Dataset records:
----

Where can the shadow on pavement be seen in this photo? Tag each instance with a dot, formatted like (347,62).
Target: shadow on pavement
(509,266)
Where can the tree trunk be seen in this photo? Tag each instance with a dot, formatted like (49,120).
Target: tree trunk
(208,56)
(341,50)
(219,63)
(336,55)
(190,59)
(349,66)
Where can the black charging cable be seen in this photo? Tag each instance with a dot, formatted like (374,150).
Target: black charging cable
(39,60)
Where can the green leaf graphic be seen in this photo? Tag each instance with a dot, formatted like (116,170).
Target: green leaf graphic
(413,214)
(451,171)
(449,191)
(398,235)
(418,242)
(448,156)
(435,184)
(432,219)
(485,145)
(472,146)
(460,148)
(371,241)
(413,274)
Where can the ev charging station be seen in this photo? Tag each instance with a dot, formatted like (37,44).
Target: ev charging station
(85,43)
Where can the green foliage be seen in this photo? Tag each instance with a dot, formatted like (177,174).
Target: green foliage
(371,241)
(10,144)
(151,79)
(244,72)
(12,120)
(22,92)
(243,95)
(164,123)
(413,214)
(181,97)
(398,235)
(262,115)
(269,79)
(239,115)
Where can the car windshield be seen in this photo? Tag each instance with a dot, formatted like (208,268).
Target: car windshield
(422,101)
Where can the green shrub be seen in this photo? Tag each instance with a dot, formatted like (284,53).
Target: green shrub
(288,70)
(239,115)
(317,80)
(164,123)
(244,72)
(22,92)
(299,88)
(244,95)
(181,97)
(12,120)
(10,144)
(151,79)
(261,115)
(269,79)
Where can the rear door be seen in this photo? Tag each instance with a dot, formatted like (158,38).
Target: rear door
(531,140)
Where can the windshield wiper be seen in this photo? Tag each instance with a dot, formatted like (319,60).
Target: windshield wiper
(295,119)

----

What you are asked to do: Copy every one of the records above, character for character, without changing anything.

Final result:
Where can the shadow on pavement be seen in this photo? Tag each instance with a dot, formatted like (347,62).
Target: shadow on pavement
(509,266)
Where can the tree trunk be seen in this photo? Tag each instance with a dot, formatted like (49,120).
Target: tree trunk
(208,56)
(341,50)
(219,63)
(336,55)
(190,59)
(349,66)
Where can the black charging cable be seen in this photo? Tag each instance with a dot, formatted like (374,150).
Target: black charging cable
(39,60)
Where can the green leaf graphic be seen in this photo? Tag each instance with a dot, formatted like (116,170).
Target: green leaf graphic
(413,214)
(451,171)
(449,191)
(398,235)
(418,242)
(448,156)
(435,184)
(432,219)
(485,145)
(472,146)
(460,148)
(371,241)
(413,274)
Where can the ev charging station be seen in this photo? Tag each instance with a dot, formatted like (37,44).
Target: ev charging station
(85,43)
Where can the green foliage be seen in this photo? Tag each instance with a dot, formatted like (177,174).
Target: green foliage
(371,241)
(10,144)
(151,79)
(244,72)
(12,120)
(22,92)
(243,95)
(164,123)
(413,214)
(181,97)
(398,235)
(262,115)
(269,79)
(239,115)
Where can the car windshield be seen in this photo? Tag each instance with a dot, formatted like (208,268).
Target: car windshield
(422,101)
Where can the green shrub be seen in this photo? Tag each instance with a dot, formatted like (284,53).
Target: green shrub
(288,70)
(239,115)
(317,80)
(164,123)
(244,72)
(22,92)
(299,88)
(244,95)
(181,97)
(12,120)
(10,144)
(151,79)
(261,115)
(269,79)
Where can the rear door be seen in this photo? Tag each instance with a dot, formatted like (158,38).
Target: rear door
(531,140)
Where can the windshield wiper be seen in this photo? Tag each instance with a dot, formatted like (319,60).
Target: windshield wiper
(295,119)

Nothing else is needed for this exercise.